Thanks to the power of social media I discovered this morning that it is International Holocaust Remembrance Day. While almost any other year I would have seen the Facebook post, sent a prayer up and gone on my way, this year it is different. It is different because I am in the last week of a month-long class on Dietrich Bonhoeffer.

Throughout this class, I have struggled with some aspects of Bonhoeffer’s theology but even more so I have struggled with how do we apply Bohoeffer’s teachings today, in a context so unlike his. To learn from the past means finding the similarities, the common experiences.

One of our first assignments in the Bonhoeffer class was to watch Agent of Grace. On a good day it would have been difficult, as I am someone who has a really hard time thinking about the details and horrors of events such as the Holocaust. I get physically ill trying to wrap my brain and my heart around the reality of such violence. On that day it was almost impossible to watch. That day I had had my heart broken by disappointment when, for valid reasons, ministry didn’t happen for the least of these. Seeing Bonhoeffer’s struggle and sacrifice I could not understand how we could not do even a comparably small thing for those in need. Before I had read the first word of Bonhoeffer’s writings (for this class anyway), I was seeing a similarity between the needs I see in today’s world with the needs in Bonhoeffer’s.

Unfortunately, in drawing comparisons in order to see where Bonhoeffer’s powerful experiences and reflections speak to our experiences today, I have come to fear running afoul of a sort of reverse Godwin’s Rule.

For those unaware, Godwin’s Law really is more accurately applied to discussion threads that go on too long and end up with gradually increasing insults until someone or something is compared to Nazism or Hitler. In such situations, when the topic is assumed to be completely unrelated to World War II, it is deemed prudent to walk away when it reaches that point (see the link for a more detailed explanation).

When you start with World War II, Nazi Germany, and Hitler, the danger is that it is too easy to start applying a comparison to experiences that are on a completely different scale. To try and gleam insight from specific parts of Bonhoeffer’s writings to address issues that have little in common with the historical context in which he was located is like proof-texting the Bible.

GIVEN RECORDS –

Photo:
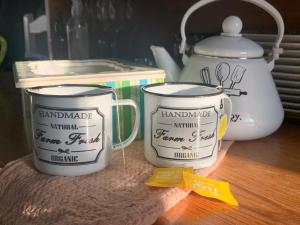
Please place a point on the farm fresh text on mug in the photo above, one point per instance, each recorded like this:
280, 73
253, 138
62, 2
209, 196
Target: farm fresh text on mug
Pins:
66, 128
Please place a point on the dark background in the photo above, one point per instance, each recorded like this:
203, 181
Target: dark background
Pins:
153, 22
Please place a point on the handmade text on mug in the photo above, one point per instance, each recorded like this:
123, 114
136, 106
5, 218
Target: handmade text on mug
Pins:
184, 133
68, 136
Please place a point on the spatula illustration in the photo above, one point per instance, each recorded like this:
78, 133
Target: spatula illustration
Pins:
237, 75
222, 72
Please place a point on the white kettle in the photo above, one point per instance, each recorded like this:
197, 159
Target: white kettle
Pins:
237, 64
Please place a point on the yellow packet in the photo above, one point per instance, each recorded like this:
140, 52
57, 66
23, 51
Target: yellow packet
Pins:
222, 127
167, 177
209, 188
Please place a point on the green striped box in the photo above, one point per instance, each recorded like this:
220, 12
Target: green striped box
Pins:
126, 78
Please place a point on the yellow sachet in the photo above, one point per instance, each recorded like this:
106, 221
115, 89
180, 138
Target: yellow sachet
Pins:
168, 177
222, 127
209, 188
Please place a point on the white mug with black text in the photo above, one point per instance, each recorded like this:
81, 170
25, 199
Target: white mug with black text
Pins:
182, 123
72, 128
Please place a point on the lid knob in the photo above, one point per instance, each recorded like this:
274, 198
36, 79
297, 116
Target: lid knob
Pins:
232, 26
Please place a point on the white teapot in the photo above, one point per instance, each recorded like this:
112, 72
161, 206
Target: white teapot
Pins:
237, 64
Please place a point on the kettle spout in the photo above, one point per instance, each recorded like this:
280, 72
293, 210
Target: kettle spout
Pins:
164, 61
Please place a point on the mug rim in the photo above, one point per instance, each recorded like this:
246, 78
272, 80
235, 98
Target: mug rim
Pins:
109, 90
219, 88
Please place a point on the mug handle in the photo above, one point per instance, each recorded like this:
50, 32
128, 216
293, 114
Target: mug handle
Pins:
135, 129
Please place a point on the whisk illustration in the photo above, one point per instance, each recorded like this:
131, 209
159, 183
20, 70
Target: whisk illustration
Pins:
237, 75
222, 72
205, 75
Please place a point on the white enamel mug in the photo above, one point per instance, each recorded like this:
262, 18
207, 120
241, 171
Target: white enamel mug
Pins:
72, 128
182, 121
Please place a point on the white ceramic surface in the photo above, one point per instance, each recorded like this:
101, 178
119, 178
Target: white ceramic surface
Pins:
181, 124
72, 128
237, 64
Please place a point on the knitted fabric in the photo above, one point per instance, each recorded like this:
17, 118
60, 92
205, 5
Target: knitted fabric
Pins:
112, 196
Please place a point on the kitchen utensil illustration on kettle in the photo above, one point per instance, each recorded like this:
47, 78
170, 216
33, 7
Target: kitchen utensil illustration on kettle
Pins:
205, 75
248, 79
236, 77
222, 72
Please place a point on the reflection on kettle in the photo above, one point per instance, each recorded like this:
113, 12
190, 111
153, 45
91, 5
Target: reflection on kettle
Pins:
237, 64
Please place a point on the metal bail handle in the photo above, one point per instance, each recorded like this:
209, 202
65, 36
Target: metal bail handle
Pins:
276, 51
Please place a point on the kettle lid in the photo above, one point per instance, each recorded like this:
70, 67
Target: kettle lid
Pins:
230, 44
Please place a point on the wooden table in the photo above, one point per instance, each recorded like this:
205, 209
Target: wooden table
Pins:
265, 178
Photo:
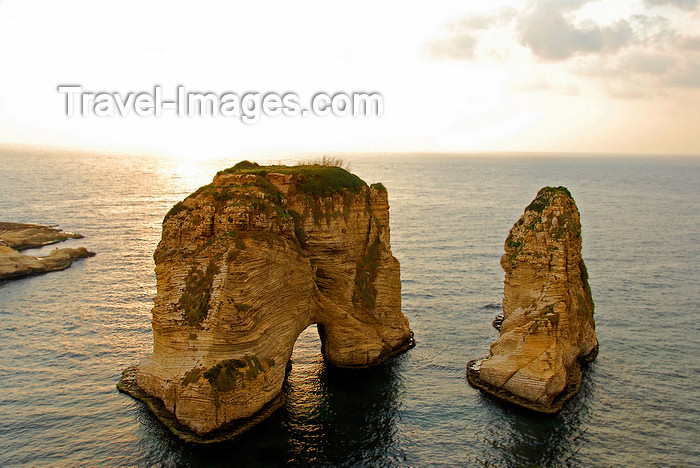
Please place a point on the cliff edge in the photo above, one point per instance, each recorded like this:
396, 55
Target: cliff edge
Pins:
547, 329
244, 265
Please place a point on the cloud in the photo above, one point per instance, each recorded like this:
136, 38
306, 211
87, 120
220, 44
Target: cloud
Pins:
690, 43
645, 62
688, 5
459, 46
462, 36
685, 76
552, 37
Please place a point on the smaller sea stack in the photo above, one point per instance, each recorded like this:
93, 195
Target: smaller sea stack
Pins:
548, 329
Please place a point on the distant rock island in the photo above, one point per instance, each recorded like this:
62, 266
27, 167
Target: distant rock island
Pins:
17, 236
547, 328
244, 265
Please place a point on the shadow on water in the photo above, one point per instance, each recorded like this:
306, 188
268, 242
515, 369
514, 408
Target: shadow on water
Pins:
333, 417
517, 437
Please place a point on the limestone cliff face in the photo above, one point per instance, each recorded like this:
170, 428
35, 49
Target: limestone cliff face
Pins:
548, 324
245, 264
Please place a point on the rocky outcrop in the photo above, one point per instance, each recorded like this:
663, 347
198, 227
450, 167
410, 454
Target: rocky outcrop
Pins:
548, 328
22, 236
244, 265
17, 236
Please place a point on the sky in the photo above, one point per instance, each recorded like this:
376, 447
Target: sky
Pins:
574, 76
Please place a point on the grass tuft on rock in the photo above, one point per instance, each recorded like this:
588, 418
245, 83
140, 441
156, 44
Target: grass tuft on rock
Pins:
317, 180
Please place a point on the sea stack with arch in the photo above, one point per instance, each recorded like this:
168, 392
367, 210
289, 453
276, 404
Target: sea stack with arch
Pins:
244, 265
547, 328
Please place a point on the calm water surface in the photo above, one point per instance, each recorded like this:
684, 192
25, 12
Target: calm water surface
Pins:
65, 337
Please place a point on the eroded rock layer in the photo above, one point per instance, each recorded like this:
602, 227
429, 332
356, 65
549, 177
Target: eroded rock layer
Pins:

WORK TO DO –
**a)** Retype part of the reflection on Bonhoeffer, beginning at the words that include "Unfortunately, in drawing" and stopping after "more detailed explanation).".
**b)** Write the next part of the reflection on Bonhoeffer, continuing after its final sentence.
The entries have no connection to the reflection on Bonhoeffer.

RESPONSES BY TASK –
**a)**
Unfortunately, in drawing comparisons in order to see where Bonhoeffer’s powerful experiences and reflections speak to our experiences today, I have come to fear running afoul of a sort of reverse Godwin’s Rule.

For those unaware, Godwin’s Law really is more accurately applied to discussion threads that go on too long and end up with gradually increasing insults until someone or something is compared to Nazism or Hitler. In such situations, when the topic is assumed to be completely unrelated to World War II, it is deemed prudent to walk away when it reaches that point (see the link for a more detailed explanation).

**b)**
Yesterday I watched another video for class that drove this point home. It was a discussion between John Piper and Eric Metaxas (author of a Bonhoeffer biography) based on audience questions. Instead of discussing Bonhoeffer, his theology, his historical experience, the conversation became much more about political and social issues today such as marriage equality and abortion. To me it seemed the comparisons came too easy, too freely. It is co-opting the horror of the Holocaust and the courage of those who worked against it from a place of privilege. Saying that America is worst then the Third Reich by comparing the number of abortions in the United States to the lives lost in the Holocaust serves to stop the conversation before it even begins (suggesting that with the right cultural flash point we could end up in a war over abortion the same way the Civil War was triggered over “state’s rights” cuts conversation off even more [starting at about 22:30 in the video]).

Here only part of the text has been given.